**Exercise prompt:**
Reproduce the data below line by line, from its first line to the line with "target: red traffic light housing", both included, and nothing past that point.

Stored records
++++++

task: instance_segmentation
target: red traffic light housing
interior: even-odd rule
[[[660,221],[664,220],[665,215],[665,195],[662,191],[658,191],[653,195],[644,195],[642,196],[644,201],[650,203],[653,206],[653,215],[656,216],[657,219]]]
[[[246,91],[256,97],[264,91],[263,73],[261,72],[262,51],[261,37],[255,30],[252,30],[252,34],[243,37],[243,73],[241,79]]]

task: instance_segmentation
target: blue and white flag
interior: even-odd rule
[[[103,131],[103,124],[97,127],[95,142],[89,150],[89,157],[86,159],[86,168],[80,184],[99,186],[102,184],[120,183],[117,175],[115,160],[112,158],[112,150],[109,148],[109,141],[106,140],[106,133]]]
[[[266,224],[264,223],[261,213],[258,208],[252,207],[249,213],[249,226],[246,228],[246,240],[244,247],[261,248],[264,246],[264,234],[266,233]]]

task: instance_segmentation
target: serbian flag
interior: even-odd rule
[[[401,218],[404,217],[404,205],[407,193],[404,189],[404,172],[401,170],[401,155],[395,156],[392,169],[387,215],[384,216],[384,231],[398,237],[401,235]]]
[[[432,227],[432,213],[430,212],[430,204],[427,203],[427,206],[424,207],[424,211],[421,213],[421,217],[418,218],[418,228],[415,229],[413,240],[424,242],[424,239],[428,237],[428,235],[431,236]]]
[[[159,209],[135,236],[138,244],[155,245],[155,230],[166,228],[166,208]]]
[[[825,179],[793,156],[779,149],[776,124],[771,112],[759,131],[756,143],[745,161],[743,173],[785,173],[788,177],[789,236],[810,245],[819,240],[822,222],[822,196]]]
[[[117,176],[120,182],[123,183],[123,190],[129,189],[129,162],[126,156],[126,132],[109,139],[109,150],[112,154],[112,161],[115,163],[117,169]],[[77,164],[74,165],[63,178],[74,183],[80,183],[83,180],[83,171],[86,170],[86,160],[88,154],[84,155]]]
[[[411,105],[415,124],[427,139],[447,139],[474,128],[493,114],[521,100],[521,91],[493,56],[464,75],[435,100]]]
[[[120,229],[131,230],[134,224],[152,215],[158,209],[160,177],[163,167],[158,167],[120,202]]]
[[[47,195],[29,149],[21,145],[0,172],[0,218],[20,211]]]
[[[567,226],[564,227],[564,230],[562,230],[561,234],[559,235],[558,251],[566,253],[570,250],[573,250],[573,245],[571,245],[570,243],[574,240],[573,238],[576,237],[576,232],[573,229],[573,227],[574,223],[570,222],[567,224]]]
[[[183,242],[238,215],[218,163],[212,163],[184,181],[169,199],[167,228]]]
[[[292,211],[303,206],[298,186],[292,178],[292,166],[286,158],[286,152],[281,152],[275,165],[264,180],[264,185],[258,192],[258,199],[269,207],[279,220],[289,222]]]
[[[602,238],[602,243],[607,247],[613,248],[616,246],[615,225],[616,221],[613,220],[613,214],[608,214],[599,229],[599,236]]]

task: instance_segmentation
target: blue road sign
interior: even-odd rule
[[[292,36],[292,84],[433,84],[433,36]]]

++++++

**Solved exercise:**
task: instance_segmentation
target: red traffic light housing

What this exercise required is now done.